The answer must be an exact copy of the lines from the one holding "[[430, 393], [20, 25], [549, 156], [10, 243]]" through the final line of the entries, and nothing else.

Exercise data Start Marker

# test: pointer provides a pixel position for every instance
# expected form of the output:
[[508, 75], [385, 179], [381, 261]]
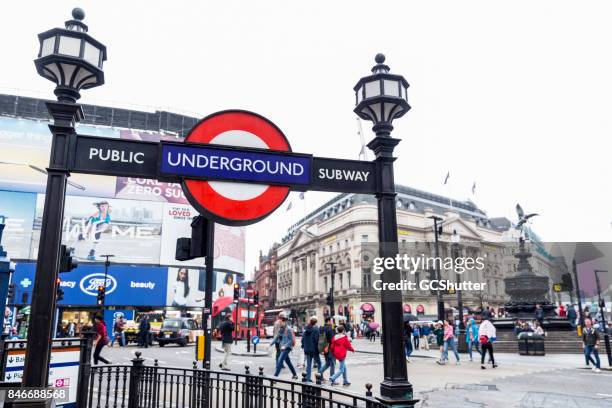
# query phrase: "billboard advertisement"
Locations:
[[130, 230], [126, 285], [229, 241], [143, 189], [18, 210], [25, 146]]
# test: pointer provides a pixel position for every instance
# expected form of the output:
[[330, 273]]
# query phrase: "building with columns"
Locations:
[[335, 232]]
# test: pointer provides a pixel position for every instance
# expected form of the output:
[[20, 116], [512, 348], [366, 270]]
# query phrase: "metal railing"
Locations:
[[137, 385]]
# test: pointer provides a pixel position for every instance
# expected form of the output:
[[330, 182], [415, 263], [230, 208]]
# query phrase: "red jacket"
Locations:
[[340, 345]]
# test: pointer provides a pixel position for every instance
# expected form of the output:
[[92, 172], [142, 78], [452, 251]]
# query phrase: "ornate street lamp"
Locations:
[[381, 98], [73, 60]]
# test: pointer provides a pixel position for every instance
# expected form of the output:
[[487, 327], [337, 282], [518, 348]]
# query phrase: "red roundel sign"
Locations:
[[233, 203]]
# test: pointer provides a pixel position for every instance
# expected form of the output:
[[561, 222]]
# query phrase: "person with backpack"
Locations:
[[310, 345], [339, 347], [326, 334], [286, 337]]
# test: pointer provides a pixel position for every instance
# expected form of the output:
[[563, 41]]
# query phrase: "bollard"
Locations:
[[84, 368]]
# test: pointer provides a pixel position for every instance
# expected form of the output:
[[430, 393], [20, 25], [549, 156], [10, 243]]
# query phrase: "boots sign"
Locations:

Exercise data End Marker

▶ _Solution below_
[[430, 393], [20, 25], [549, 156], [10, 243]]
# query phrase: "boots sign"
Locations:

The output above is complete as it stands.